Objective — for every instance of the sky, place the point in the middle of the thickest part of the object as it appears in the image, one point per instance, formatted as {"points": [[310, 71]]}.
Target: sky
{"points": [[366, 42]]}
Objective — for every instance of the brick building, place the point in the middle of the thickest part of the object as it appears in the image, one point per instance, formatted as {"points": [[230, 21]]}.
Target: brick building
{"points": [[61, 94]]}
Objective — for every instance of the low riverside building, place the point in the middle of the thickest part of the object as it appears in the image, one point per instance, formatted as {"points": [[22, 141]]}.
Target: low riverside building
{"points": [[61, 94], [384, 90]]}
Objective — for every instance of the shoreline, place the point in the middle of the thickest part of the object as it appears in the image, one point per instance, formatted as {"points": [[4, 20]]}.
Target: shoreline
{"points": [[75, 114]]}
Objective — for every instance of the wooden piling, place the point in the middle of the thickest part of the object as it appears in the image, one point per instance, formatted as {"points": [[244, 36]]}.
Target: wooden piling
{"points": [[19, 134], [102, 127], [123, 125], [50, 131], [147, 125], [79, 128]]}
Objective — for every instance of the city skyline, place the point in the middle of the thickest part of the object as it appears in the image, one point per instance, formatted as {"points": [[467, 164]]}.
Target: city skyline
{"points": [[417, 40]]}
○ ○ ○
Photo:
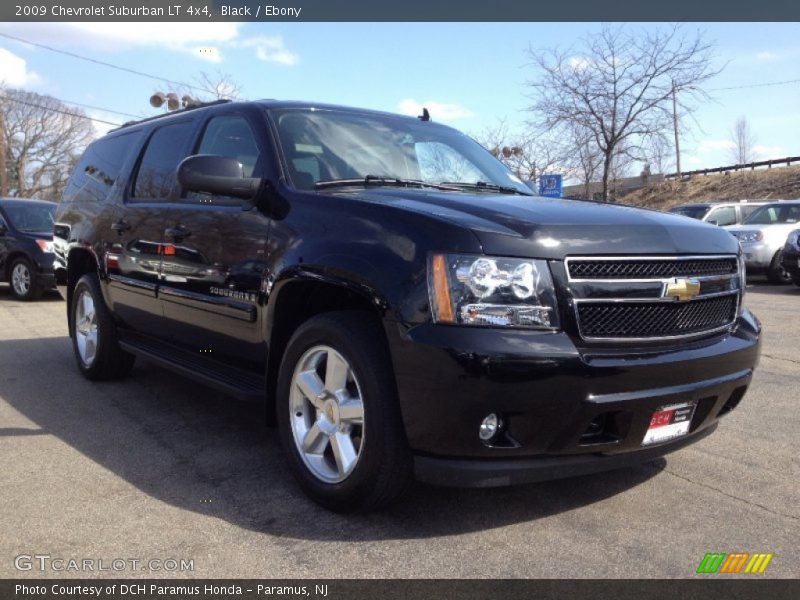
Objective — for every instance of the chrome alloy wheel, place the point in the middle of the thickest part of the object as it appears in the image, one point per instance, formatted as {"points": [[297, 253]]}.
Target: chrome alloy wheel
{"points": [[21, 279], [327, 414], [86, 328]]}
○ ○ ○
* [WHAT YOU HAVE TO DO]:
Nothing beyond a number is expected: count the lines of the material that hold the string "appears".

* [YOUR RESPONSE]:
7